Detection annotation records:
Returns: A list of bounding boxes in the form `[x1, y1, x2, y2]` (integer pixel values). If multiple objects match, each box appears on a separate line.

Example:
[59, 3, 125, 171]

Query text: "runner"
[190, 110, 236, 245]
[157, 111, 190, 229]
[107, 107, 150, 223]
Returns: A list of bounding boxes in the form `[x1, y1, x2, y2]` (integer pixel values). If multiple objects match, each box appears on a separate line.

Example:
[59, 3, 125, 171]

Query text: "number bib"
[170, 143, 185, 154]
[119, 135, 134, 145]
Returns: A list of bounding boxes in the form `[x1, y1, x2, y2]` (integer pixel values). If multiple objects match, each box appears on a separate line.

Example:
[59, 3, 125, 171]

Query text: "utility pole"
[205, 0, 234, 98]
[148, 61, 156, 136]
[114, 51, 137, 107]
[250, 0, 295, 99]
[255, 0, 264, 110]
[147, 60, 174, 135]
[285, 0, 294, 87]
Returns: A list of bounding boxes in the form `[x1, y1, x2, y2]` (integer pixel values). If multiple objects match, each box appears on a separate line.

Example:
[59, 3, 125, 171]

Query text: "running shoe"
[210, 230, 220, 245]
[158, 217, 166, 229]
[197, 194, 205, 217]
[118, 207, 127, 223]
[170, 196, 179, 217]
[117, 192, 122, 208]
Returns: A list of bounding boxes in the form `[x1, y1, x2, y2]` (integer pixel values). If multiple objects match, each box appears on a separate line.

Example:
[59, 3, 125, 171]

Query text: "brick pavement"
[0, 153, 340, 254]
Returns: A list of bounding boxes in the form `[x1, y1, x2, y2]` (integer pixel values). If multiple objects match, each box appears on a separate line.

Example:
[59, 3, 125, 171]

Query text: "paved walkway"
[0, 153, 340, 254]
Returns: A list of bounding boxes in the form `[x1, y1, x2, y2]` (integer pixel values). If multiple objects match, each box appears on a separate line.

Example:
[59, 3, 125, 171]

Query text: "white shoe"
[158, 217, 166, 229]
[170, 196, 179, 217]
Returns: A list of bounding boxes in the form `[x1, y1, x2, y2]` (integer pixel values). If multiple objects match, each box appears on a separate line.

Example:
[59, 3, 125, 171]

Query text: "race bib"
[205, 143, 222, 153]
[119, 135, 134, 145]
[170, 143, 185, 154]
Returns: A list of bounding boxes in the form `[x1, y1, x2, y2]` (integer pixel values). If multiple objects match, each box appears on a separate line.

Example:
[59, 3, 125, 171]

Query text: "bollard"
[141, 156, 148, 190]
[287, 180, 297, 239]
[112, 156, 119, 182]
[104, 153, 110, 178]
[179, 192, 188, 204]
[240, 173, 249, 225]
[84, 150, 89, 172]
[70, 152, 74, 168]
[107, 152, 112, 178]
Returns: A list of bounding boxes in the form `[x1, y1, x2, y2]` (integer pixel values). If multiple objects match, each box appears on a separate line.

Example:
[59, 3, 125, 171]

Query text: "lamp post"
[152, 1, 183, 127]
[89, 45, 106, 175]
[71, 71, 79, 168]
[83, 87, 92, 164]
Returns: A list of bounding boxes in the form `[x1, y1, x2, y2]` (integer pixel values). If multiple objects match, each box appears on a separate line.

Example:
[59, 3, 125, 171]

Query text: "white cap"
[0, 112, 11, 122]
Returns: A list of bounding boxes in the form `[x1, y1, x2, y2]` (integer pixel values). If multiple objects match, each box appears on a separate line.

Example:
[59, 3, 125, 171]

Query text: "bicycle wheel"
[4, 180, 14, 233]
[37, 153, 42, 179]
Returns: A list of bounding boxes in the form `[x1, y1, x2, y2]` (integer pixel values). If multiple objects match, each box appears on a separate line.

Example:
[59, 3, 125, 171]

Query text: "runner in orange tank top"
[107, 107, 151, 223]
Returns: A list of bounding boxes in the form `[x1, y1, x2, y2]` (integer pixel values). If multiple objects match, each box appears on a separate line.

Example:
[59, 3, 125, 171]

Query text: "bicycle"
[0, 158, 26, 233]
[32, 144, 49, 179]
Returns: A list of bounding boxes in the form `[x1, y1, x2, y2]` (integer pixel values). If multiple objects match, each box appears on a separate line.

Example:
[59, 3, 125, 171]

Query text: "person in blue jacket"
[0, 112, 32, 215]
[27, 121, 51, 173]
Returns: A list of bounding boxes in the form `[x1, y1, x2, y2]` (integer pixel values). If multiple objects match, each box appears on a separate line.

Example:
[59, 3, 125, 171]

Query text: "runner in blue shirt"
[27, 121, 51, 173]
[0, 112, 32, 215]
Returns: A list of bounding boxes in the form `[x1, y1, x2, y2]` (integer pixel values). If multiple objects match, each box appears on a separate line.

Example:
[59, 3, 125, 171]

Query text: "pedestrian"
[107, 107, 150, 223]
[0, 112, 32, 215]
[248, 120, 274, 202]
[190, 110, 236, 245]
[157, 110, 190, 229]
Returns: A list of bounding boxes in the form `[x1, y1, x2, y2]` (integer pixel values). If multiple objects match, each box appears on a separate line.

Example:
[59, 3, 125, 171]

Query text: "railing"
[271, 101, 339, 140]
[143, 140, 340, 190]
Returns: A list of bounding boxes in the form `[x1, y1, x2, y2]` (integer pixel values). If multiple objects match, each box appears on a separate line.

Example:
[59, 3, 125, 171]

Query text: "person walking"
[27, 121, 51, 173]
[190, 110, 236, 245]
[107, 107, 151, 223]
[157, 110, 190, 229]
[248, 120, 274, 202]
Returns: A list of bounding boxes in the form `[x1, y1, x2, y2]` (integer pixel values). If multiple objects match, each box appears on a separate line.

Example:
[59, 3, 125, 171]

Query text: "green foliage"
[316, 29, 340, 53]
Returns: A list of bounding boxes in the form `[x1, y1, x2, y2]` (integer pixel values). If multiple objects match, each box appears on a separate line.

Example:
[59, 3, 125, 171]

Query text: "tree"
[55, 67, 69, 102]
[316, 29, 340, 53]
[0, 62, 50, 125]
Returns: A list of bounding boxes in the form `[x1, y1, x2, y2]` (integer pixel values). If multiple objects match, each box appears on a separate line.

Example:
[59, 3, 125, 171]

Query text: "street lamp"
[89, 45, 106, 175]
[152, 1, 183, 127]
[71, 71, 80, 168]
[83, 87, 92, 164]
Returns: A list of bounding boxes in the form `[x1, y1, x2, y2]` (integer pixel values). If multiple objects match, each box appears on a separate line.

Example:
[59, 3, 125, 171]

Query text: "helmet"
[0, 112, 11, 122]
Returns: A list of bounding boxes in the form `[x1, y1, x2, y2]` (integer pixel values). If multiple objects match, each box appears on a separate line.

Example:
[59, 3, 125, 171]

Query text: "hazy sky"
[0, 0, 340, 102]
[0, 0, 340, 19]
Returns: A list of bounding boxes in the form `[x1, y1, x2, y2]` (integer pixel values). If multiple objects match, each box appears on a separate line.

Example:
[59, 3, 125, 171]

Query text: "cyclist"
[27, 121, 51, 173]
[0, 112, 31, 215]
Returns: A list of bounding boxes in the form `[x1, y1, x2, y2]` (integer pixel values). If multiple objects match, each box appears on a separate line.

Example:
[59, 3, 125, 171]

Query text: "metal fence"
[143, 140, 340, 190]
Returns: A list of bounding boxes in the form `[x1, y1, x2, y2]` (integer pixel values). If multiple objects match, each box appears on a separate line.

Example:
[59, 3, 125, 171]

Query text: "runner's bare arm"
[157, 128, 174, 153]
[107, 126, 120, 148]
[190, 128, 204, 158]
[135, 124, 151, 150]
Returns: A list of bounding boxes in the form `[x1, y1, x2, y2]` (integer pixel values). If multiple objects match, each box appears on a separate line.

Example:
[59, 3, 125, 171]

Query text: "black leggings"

* WORK TO COMPLETE: Count the lines in the records above that contain the string "white", treating case as significant. Reply with the number alone.

* WRITTEN RESPONSE: 2